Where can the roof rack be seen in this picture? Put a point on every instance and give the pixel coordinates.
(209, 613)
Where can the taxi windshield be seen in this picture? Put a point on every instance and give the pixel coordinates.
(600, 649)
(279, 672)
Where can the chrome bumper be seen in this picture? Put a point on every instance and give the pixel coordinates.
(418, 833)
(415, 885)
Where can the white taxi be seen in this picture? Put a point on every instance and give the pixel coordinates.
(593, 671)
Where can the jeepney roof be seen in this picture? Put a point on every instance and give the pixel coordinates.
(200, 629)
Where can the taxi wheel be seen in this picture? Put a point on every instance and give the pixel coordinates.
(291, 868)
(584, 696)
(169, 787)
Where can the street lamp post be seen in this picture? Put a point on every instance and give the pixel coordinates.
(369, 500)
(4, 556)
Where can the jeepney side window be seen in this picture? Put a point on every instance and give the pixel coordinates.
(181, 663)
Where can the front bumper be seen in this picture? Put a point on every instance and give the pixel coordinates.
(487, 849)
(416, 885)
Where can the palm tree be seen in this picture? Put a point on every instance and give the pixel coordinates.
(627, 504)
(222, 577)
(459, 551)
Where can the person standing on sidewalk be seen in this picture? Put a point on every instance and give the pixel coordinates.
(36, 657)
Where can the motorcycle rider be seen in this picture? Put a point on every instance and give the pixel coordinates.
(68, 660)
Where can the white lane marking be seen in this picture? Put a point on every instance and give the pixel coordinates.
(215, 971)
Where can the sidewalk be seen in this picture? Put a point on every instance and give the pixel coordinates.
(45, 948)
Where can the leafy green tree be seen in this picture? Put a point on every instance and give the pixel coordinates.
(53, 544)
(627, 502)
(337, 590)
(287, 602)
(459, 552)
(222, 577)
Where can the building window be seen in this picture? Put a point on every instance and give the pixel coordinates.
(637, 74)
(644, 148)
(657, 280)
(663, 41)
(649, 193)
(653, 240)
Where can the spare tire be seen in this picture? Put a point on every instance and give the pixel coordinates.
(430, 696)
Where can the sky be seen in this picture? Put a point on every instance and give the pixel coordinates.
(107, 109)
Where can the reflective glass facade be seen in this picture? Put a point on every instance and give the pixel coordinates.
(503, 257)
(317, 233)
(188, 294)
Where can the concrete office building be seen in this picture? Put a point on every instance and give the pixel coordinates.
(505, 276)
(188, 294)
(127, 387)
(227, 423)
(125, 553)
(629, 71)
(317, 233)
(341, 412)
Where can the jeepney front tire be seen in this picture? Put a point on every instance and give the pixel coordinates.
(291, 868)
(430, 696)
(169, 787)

**Set task:**
Return each line of the records above exactly as it reads.

**Correct output:**
Where can the roof rack be seen in this picture? Put a point on every instance and give the pixel coordinates.
(209, 613)
Where can the taxi windshield be seen in this picture? Put a point on every instance and give the pixel coordinates.
(600, 649)
(279, 672)
Where can the chrome bumper be seen in this picture? Put a point on every instance and give the pixel coordinates.
(418, 833)
(415, 885)
Where can the white taxi be seen in this picture? Put a point on every instance and give the pixel coordinates.
(593, 671)
Where can the jeepney roof be seen in this picture? Put a point on every instance and give the pixel coordinates.
(200, 629)
Where can the taxi wheel be seen in this picture? Put a point on every instance and give the pixel coordinates.
(291, 868)
(584, 696)
(169, 787)
Where can the street lamp post be seen in this picture? Put a point on every instance and give the pixel coordinates.
(369, 500)
(4, 556)
Where can the jeepney side window be seen in this picture? Put a point on every instance and give the pixel coordinates.
(181, 663)
Where can the front bumper be seen in this picture? Put a point on every instance and give the pixel coordinates.
(487, 849)
(416, 885)
Where can the palm tree be seen in this picture? Put a point on every instance and give the pixel coordinates.
(627, 504)
(222, 577)
(459, 551)
Where can the person standing on sidewalk be seen in this picture? Put a point on every instance and give the pixel coordinates.
(36, 657)
Where can the motorcycle rider be seen in this picture? Put a point on every instance and give the pixel coordinates.
(68, 660)
Where can the white lane marking be seen in this picture? Put a point on every instance and give the pixel coordinates.
(215, 971)
Where can the sidewalk be seen in this picture? Put a point on every instance and give the pixel coordinates.
(45, 948)
Where can the leafy green tree be seen in this picture? Put a point on every instance and give the pixel coordinates.
(53, 544)
(627, 502)
(337, 590)
(287, 602)
(459, 552)
(222, 577)
Where can the building window be seen in this picture? Put a point on every instance and give the pixel coordinates.
(637, 74)
(644, 148)
(657, 280)
(663, 41)
(649, 193)
(653, 240)
Where can the spare tire be seen in this picture? Put a point on every instance and give the pixel coordinates.
(430, 696)
Where can the sky be seen in this picture? Put a point on every instance and give the pixel coordinates.
(107, 109)
Where can the reflective glass facade be seen in this picture? Put a point on every instance and give the pixel coordinates.
(503, 257)
(317, 233)
(188, 294)
Where can the concrete office building be seen in this picture? Put a point on every instance and give the pixel coordinates.
(505, 276)
(188, 294)
(127, 387)
(227, 423)
(125, 553)
(629, 71)
(317, 233)
(341, 412)
Where can the jeepney front tire be seen in this picture? Put a point on every instance and give the pixel coordinates.
(291, 868)
(430, 696)
(169, 787)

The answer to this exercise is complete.